** TASK GOAL **
Please reproduce the listing below word for word, starting at the line that contains "In this exercise you will mark each instance of the metal" and stopping after the line that contains "(1055, 316)".

++++++++++++++++++++

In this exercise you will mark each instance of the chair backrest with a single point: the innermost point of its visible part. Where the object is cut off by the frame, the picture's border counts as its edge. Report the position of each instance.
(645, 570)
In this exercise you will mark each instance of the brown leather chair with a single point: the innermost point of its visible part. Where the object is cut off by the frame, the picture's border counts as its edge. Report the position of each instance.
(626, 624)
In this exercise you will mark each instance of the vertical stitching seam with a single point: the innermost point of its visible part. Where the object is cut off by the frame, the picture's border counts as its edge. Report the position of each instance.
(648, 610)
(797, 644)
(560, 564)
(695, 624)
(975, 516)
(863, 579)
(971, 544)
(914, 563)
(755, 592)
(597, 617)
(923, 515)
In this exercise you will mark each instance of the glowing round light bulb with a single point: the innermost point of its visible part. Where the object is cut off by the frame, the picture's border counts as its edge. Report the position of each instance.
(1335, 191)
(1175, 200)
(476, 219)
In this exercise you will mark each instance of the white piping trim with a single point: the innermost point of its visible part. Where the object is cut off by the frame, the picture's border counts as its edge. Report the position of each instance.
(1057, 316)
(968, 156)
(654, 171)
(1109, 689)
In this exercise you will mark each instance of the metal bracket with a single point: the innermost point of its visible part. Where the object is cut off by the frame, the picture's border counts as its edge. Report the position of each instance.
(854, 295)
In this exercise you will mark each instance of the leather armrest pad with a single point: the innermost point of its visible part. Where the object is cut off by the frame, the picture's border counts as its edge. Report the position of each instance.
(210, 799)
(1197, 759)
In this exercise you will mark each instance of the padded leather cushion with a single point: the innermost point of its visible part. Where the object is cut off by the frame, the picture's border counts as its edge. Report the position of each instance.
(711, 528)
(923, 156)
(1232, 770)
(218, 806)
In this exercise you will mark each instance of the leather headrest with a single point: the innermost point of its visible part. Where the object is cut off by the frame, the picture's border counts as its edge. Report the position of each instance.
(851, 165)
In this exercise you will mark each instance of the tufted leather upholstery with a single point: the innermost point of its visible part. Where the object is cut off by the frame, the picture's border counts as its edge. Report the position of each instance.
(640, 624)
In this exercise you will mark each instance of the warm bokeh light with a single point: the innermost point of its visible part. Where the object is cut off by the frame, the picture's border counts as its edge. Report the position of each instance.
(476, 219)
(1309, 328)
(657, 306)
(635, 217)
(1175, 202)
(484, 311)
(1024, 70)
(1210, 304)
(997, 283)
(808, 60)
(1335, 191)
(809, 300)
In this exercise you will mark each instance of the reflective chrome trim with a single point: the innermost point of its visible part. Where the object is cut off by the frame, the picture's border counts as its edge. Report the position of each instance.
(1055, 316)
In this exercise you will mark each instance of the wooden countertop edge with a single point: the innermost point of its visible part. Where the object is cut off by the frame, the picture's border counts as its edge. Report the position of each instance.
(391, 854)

++++++++++++++++++++

** THE SOLUTION **
In this exercise you will mark each instance of the metal bracket with a single point: the innermost point of its visible part. Where the object is cut off by the frame, the picture's border counts as its edge. Report the position of each instance.
(854, 295)
In this exercise you will mark each instance of the leather armrest pad with a single point: the innermost point of its visible part. Where the object is cut off by the frame, the picture's border counts as its edge. Report the position of each instance.
(210, 799)
(1197, 759)
In this exercise you will mark each instance of the padded leather cushion with a single point: the innermost point of its visible part. Where the object is cut off by the frame, the picture's border counts as its edge. Report the position of each instance.
(711, 528)
(923, 156)
(1232, 770)
(218, 806)
In this exercise you will mark each instance of the leather headrest with a single point: the innermost point of its visible part. Where the object is cut off by the frame, the picture's border counts as its edge. Report the position of each instance.
(851, 165)
In this exercise you will mark each instance of the tufted leather upholstery with a single point: the innermost point of its visible part. Where the object is cut off by the frame, the picture's border counts as its edge. Report the position of each instance.
(640, 624)
In this exercise you will mark each instance of the warm bokeh light with a single point: the innermost point of its visible part. Where the object is cut off by the frame, the picture's border counts as its edge. Report the position of each instance.
(476, 219)
(1309, 328)
(657, 306)
(635, 217)
(1175, 202)
(484, 311)
(1024, 70)
(1210, 304)
(997, 283)
(808, 60)
(1335, 191)
(809, 300)
In this exercise you will mark each instance of the reflective chrome trim with a single point: the innermost point of its visible part. Where the object is cut off by the frame, the picture's border counts as its edge. Report the position of each instance.
(1055, 316)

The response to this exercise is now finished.